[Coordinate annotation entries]
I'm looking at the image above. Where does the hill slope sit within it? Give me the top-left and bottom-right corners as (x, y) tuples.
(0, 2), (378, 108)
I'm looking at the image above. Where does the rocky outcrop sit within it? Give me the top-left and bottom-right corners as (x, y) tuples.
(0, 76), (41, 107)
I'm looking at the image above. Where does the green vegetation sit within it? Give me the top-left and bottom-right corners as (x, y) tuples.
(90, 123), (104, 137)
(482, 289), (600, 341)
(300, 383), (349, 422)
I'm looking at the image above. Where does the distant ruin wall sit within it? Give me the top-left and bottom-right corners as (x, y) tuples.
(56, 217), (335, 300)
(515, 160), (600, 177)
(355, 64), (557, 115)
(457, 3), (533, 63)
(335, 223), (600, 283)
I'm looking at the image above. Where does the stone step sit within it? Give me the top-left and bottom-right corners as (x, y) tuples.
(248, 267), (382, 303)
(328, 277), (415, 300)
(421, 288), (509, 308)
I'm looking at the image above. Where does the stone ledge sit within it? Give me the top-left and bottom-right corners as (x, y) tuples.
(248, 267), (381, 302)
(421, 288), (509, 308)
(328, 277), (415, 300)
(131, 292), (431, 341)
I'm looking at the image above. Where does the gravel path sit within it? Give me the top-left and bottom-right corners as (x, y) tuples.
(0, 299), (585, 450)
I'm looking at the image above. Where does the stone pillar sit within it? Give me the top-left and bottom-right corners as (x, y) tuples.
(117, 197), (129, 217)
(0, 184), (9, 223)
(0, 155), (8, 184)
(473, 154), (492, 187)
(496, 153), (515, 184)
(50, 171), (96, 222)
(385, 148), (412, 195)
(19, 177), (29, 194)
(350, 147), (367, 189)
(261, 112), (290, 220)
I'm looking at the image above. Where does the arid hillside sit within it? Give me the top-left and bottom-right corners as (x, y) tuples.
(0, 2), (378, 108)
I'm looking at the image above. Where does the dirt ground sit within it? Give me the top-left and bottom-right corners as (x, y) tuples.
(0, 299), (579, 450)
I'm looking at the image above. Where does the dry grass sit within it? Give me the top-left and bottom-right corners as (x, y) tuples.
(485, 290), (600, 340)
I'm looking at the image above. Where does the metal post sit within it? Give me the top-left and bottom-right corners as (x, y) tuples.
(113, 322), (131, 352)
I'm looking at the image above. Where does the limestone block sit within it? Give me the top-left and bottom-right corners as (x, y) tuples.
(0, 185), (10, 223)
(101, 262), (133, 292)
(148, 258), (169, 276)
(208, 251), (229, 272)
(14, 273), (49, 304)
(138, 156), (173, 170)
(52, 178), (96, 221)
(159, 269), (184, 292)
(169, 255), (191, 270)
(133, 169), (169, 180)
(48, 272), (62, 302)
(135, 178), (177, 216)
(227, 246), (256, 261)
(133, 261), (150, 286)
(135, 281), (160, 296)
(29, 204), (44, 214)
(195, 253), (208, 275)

## Given exercise
Write out the stretch of records from the line containing "I'm looking at the image above. Where does the limestone" through the line containing "(138, 156), (173, 170)" again, with 35 added to every coordinate value in the answers.

## Solution for this problem
I'm looking at the image above. Where does the limestone block sit within it? Give me the top-left and bottom-right corners as (x, y) tuples.
(35, 220), (45, 258)
(136, 297), (168, 327)
(183, 293), (204, 311)
(243, 286), (264, 307)
(49, 308), (84, 339)
(173, 191), (208, 205)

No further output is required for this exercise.